The 1852 compulsory schooling legislation of Massachusetts represents a fundamental change in the jurisprudence of parental authority, as had the adoption act passed by the nearly identically constituted legislature just four years prior, the first formal adoption legislation anywhere on earth since the days of the Roman Empire. Acts so radical could not have passed silently into practice if fundamental changes in the status of husbands and wives, parents and children, had not already gravely damaged the prestige of the family unit.

There are clear signs as far back as 1796 that elements in the new American state intended to interpose themselves in corners of the family where no European state had ever gone before.

In that year, the Connecticut Superior Court, representing the purest Puritan lineage of original New England, introduced "judicial discretion" into the common law of child custody and a new conception of youthful welfare hardly seen before outside the pages of philosophy books—the notion that each child had an individual destiny, a private "welfare" independent of what happened to the rest of its family.

A concept called "psychological parenthood" began to take shape, a radical notion without legal precedent that would be used down the road to support drastic forcible intervention into family life. It became one of the basic justifications offered during the period of mass immigration for a compulsion law intended to put children under the thrall of so-called scientific parenting in schools.

Judicial discretion in custody cases was the first salvo in a barrage of poorly understood court rulings in which American courts made law rather than interpreted it.

* [What needs to be done]
List every expression that the passage on family authority and the law encloses in quotation marks.

Records from a point-labeling set:
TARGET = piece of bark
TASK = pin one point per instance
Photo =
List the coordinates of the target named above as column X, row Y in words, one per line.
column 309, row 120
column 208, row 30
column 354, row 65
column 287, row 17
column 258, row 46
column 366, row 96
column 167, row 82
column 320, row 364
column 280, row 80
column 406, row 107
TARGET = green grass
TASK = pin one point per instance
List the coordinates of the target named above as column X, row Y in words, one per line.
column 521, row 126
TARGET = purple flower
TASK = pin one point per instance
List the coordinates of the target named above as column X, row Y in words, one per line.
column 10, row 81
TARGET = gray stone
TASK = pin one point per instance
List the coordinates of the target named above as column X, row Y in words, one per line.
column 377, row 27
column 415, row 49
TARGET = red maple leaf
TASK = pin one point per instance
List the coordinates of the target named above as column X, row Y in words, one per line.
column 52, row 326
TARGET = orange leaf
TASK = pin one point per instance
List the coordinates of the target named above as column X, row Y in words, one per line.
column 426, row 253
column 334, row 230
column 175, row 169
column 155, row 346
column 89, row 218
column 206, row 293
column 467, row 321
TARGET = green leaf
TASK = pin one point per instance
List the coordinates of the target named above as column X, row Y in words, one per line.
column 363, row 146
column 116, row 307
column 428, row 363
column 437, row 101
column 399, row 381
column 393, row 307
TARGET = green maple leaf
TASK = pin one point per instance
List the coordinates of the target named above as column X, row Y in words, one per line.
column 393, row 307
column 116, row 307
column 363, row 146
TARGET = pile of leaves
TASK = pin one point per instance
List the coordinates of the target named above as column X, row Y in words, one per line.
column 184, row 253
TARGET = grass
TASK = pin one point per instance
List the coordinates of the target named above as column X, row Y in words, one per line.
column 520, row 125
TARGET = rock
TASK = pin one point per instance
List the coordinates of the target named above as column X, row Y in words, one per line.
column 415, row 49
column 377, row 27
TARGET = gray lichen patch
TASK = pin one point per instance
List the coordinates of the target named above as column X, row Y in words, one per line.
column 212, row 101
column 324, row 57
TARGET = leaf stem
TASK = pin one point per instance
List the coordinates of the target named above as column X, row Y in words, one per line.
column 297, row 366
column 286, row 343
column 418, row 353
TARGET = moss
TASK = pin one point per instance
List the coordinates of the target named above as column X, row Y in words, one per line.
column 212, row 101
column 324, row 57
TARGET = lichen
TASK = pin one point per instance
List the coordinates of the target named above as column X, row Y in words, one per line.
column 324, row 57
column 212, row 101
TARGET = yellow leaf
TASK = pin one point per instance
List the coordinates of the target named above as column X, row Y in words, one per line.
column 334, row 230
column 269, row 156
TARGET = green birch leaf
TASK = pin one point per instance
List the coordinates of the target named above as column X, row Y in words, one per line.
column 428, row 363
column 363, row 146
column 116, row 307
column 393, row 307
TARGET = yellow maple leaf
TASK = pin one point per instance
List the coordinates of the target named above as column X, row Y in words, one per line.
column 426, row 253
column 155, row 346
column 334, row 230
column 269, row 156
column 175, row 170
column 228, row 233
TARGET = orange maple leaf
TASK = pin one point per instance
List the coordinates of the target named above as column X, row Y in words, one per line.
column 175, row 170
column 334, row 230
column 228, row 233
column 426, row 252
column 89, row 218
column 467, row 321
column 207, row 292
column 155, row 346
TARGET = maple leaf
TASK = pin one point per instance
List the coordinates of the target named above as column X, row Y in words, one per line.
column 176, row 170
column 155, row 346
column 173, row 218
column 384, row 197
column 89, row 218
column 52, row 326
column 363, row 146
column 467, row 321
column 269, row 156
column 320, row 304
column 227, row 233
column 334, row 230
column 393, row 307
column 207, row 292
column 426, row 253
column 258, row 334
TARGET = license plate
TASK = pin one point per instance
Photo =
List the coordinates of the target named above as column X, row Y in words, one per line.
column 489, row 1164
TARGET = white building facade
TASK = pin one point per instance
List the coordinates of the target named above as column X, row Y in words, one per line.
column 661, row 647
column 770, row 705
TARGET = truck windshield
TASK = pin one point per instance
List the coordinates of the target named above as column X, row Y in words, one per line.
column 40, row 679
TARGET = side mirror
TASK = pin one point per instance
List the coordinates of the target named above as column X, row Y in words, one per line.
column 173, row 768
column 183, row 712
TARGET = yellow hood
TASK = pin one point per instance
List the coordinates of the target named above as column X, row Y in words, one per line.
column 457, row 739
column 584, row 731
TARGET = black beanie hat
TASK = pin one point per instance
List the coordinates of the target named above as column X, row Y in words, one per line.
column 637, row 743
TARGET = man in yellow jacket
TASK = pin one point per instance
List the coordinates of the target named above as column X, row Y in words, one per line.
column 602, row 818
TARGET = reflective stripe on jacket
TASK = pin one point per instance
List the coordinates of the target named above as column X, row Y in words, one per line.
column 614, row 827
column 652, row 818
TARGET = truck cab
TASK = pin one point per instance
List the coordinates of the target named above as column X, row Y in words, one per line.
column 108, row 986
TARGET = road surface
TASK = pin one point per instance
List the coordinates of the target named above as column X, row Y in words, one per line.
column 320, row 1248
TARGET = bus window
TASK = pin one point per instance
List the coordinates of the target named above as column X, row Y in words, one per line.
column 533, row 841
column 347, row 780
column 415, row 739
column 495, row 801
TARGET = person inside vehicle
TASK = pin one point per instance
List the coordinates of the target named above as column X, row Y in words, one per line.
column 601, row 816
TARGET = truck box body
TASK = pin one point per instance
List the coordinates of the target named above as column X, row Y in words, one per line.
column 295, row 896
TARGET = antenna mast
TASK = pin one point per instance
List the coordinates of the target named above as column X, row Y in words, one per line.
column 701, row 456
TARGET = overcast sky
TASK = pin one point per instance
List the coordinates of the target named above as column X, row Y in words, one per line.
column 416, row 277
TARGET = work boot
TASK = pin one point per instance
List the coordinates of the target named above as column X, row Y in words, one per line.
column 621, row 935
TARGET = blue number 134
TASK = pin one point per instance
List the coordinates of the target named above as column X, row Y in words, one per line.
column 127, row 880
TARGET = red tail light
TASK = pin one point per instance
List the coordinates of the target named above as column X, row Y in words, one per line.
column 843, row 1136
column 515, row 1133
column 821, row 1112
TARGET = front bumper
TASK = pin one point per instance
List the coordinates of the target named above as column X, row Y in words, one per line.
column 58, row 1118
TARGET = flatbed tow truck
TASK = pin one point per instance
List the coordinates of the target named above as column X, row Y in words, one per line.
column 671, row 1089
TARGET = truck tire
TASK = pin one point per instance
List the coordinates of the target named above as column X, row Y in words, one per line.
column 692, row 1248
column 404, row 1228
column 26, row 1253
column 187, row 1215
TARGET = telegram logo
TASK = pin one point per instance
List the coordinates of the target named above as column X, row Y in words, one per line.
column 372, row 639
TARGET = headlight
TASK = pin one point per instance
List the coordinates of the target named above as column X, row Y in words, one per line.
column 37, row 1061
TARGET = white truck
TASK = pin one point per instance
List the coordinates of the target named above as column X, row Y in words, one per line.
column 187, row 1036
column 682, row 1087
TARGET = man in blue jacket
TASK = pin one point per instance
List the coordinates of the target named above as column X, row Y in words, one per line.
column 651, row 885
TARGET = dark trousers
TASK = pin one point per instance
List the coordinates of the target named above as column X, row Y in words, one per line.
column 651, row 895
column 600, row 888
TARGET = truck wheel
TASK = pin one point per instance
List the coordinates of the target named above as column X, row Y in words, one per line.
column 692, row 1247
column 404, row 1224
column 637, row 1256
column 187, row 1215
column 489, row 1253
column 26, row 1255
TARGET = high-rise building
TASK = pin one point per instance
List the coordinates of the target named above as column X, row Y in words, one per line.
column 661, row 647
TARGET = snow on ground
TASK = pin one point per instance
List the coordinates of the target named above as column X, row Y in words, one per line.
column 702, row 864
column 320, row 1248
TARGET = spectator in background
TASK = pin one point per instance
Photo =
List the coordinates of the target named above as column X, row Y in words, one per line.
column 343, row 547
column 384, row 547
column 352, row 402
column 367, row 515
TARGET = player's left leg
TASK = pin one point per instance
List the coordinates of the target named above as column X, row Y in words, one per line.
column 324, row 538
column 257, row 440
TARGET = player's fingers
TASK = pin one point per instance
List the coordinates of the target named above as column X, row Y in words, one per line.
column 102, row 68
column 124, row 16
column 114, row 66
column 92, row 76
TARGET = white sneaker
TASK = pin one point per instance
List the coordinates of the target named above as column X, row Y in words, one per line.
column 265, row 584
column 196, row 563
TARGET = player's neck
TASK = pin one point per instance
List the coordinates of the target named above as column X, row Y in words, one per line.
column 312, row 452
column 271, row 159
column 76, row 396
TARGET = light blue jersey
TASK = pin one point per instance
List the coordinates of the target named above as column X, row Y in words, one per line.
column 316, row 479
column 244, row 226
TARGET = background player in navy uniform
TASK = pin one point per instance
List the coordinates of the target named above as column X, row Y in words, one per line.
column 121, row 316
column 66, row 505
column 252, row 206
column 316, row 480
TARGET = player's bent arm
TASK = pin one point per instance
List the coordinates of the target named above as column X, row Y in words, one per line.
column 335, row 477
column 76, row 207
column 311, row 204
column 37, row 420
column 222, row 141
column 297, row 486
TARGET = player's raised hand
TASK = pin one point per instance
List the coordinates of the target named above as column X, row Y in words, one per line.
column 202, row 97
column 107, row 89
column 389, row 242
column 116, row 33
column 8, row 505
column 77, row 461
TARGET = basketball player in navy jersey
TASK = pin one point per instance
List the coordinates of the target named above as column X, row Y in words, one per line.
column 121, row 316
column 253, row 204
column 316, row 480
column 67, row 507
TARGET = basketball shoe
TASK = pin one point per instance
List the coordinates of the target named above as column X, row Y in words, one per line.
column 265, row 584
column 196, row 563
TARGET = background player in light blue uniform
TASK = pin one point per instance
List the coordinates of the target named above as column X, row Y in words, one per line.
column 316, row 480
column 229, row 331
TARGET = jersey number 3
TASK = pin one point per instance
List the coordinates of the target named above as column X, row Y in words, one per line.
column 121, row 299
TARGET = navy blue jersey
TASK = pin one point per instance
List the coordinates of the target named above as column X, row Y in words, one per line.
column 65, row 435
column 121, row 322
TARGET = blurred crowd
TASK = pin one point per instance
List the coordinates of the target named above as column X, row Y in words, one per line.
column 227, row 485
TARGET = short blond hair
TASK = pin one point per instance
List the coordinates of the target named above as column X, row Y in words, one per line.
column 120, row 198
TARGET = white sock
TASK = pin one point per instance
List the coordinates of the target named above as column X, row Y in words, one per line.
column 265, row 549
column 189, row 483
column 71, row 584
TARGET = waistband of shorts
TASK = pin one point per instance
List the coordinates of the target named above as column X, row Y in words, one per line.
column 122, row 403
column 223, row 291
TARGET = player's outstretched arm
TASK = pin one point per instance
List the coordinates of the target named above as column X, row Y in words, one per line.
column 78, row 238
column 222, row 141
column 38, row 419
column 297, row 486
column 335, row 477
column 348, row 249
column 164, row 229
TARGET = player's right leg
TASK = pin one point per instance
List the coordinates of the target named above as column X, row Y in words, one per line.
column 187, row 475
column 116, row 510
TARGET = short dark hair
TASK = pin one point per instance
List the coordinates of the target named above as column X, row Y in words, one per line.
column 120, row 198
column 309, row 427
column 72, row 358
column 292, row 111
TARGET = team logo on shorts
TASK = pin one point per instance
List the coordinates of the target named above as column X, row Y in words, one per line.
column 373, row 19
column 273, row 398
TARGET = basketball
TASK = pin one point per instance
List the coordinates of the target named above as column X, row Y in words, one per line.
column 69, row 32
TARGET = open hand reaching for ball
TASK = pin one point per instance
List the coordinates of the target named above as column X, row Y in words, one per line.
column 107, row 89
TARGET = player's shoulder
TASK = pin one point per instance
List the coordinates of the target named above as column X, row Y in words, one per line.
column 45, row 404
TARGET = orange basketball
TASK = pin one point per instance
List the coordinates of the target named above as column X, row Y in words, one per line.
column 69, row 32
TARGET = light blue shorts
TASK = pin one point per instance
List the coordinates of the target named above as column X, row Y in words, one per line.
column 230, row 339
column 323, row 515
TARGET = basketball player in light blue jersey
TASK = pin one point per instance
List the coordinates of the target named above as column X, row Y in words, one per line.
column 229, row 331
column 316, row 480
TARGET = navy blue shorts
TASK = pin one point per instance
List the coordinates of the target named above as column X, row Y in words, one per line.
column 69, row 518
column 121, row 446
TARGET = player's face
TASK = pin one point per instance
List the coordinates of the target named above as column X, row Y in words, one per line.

* [Task response]
"judicial discretion"
"welfare"
"psychological parenthood"